> [RECORDS PROVIDED]
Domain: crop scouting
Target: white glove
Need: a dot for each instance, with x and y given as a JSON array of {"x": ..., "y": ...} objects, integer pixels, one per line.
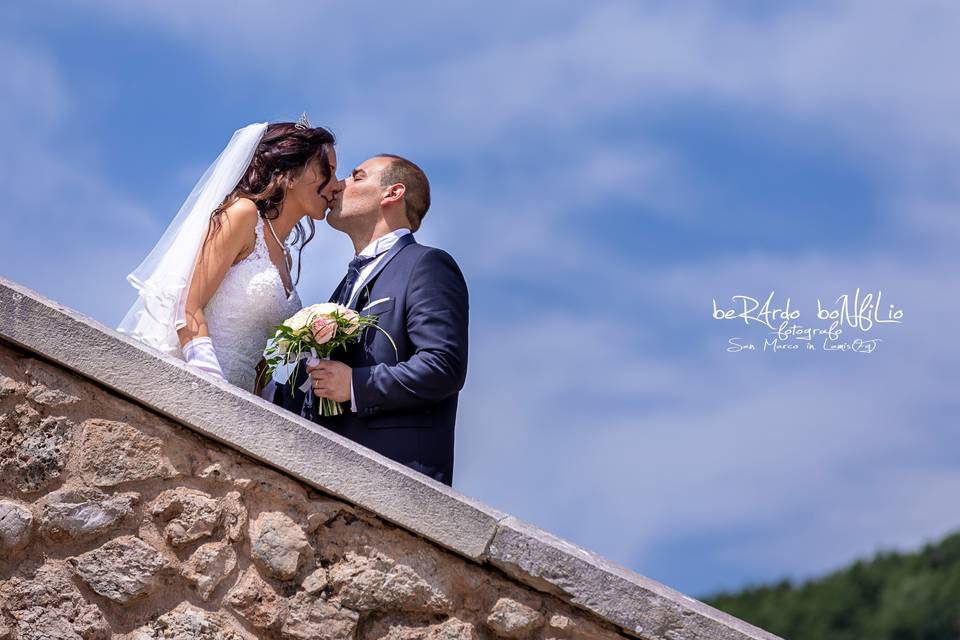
[{"x": 200, "y": 354}]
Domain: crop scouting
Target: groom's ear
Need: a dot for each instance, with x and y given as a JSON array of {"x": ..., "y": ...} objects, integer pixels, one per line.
[{"x": 393, "y": 193}]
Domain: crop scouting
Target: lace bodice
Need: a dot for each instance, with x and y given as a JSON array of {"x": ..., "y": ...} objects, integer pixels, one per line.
[{"x": 241, "y": 314}]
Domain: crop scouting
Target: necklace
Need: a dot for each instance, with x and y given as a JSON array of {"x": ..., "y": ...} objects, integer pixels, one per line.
[
  {"x": 287, "y": 259},
  {"x": 282, "y": 245}
]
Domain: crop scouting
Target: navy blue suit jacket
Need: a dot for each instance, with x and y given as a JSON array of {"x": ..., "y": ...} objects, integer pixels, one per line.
[{"x": 406, "y": 400}]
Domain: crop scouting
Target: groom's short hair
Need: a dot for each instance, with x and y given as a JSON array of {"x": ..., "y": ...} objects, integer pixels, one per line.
[{"x": 414, "y": 180}]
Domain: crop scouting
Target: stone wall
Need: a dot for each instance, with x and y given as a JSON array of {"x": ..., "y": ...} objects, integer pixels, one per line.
[{"x": 116, "y": 522}]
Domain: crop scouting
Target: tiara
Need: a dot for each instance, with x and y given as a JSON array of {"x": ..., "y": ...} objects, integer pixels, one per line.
[{"x": 303, "y": 122}]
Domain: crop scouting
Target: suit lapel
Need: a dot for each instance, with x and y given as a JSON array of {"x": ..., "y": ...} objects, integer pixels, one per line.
[
  {"x": 403, "y": 241},
  {"x": 336, "y": 292}
]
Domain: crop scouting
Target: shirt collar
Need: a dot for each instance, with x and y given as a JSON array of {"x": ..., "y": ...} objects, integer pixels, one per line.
[{"x": 383, "y": 243}]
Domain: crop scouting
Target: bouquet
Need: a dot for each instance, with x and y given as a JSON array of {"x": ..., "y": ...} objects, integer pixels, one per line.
[{"x": 317, "y": 331}]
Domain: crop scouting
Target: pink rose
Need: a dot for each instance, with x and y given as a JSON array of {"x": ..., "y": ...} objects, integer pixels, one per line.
[{"x": 324, "y": 328}]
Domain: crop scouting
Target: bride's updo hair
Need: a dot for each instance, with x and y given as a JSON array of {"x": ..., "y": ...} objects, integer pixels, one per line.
[{"x": 283, "y": 153}]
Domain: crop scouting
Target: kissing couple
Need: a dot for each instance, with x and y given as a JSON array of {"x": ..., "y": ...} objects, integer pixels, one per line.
[{"x": 219, "y": 281}]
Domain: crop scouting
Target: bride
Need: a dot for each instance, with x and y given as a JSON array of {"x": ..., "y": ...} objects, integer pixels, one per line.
[{"x": 220, "y": 278}]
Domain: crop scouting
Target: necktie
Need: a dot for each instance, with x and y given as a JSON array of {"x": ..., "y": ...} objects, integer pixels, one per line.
[{"x": 353, "y": 274}]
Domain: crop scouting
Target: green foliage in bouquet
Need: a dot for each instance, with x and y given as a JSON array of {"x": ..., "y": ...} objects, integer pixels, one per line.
[{"x": 318, "y": 331}]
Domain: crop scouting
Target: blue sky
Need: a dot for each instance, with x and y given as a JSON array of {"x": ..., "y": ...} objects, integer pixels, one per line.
[{"x": 602, "y": 172}]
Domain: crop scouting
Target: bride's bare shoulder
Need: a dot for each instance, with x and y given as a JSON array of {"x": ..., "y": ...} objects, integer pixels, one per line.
[
  {"x": 238, "y": 226},
  {"x": 241, "y": 214}
]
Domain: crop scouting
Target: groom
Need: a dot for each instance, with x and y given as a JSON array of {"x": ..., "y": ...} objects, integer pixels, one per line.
[{"x": 403, "y": 403}]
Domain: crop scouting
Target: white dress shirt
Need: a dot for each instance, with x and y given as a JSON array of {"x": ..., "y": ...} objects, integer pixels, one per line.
[{"x": 376, "y": 248}]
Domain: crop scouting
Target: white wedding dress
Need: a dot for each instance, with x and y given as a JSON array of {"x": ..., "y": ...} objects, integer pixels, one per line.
[{"x": 241, "y": 315}]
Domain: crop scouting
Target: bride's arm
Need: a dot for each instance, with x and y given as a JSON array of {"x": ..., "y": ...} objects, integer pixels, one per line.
[{"x": 222, "y": 248}]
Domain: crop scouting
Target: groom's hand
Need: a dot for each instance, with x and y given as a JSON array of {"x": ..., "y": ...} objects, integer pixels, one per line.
[{"x": 331, "y": 379}]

> [WORK TO COMPLETE] Give again, word for word, the lines above from the first one through the one containing "Target: necklace"; no pictures.

> [ANSWER AREA]
Domain: crop scouting
Target: white glove
Need: a dot for each instance, with x and y given as a JSON array of {"x": ..., "y": ...} objects, integer pixels, one per line.
[{"x": 200, "y": 354}]
Domain: crop scouting
Target: groom's ear
Need: a dot for each instance, with x and y given as a JSON array of {"x": ..., "y": ...} objects, integer pixels, one per line.
[{"x": 393, "y": 193}]
Domain: crop scouting
Target: lace bodice
Need: a dot for each instance, with x and y given as a JSON array of {"x": ..., "y": ...} objects, integer pixels, one per line.
[{"x": 241, "y": 314}]
Domain: crop scouting
Target: necklace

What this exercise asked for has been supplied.